▶ STATED PROBLEM A: Rewrite the part of the checklist that opens with the words containing "- Can you recognize red" and closes with "audience and use?", putting "at-risk investors" in place of "vulnerable investors".

▶ PAGE TEXT:
[start]
Scenario Decision Path
Use this workflow when a question describes a questionable transaction, communication, or representative action.
flowchart TD
A[Identify the activity] --> B{Customer-facing, trading, banking, or internal?}
B --> C[Identify applicable supervision procedure]
C --> D{Was approval or review required before action?}
D -->|Yes, not obtained| E[Stop or correct activity and escalate]
D -->|Yes, obtained| F[Check whether approval was informed and documented]
D -->|No| G[Review for red flags and records]
F --> H{Any customer harm, misleading content, conflict, or suspicious activity?}
G --> H
H -->|Yes| I[Investigate, document, remediate, and escalate]
H -->|No| J[Document review under firm procedure]
I --> K[Consider broader pattern and control weakness]
High-Value “Can You Do This?” Checklist
Use this as a self-test after content review.
Supervision and Procedures
- Can you identify the principal’s duty in a scenario without being distracted by the representative’s intent?
- Can you distinguish review, approval, escalation, investigation, and record retention?
- Can you detect when a firm procedure is inadequate or not followed?
- Can you identify conflicts in delegated supervision?
- Can you choose an answer that documents resolution rather than only “monitoring” the issue?
Customer Accounts and Sales Practices
- Can you determine whether account information is sufficient for approval?
- Can you identify unauthorized discretion?
- Can you detect excessive trading from pattern facts?
- Can you identify unsuitable concentration or product switching?
- Can you recognize red flags involving seniors or vulnerable investors?
- Can you explain why customer consent does not always cure a violation?
Communications
- Can you classify a communication by audience and use?
- Can you identify misleading claims, omissions, and promissory language?
- Can you determine when principal approval or review is needed?
- Can you apply content standards to social media and electronic communications?
- Can you spot performance advertising problems?
Trading and Market Conduct
- Can you recognize front running, manipulation, trade errors, and order handling failures?
- Can you identify when a trading pattern requires escalation?
- Can you distinguish customer instruction from representative discretion?
- Can you apply fair dealing principles to market making and customer order handling?
[end]
▶ STATED PROBLEM B: Turn every line of the listing below into a numbered list, and leave out any blank lines.

Records taken from a data source
[start]
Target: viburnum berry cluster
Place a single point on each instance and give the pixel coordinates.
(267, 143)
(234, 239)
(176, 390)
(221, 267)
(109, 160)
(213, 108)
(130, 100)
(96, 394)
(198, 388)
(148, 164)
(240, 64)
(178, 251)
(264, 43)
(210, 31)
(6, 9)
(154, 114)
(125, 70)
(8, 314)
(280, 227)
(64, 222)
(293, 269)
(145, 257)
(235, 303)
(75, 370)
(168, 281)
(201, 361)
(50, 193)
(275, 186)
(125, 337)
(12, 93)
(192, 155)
[end]
▶ SOLUTION A:
- Can you recognize red flags involving seniors or at-risk investors?
- Can you explain why customer consent does not always cure a violation?
Communications
- Can you classify a communication by audience and use?

▶ SOLUTION B:
1. Target: viburnum berry cluster
2. Place a single point on each instance and give the pixel coordinates.
3. (267, 143)
4. (234, 239)
5. (176, 390)
6. (221, 267)
7. (109, 160)
8. (213, 108)
9. (130, 100)
10. (96, 394)
11. (198, 388)
12. (148, 164)
13. (240, 64)
14. (178, 251)
15. (264, 43)
16. (210, 31)
17. (6, 9)
18. (154, 114)
19. (125, 70)
20. (8, 314)
21. (280, 227)
22. (64, 222)
23. (293, 269)
24. (145, 257)
25. (235, 303)
26. (75, 370)
27. (168, 281)
28. (201, 361)
29. (50, 193)
30. (275, 186)
31. (125, 337)
32. (12, 93)
33. (192, 155)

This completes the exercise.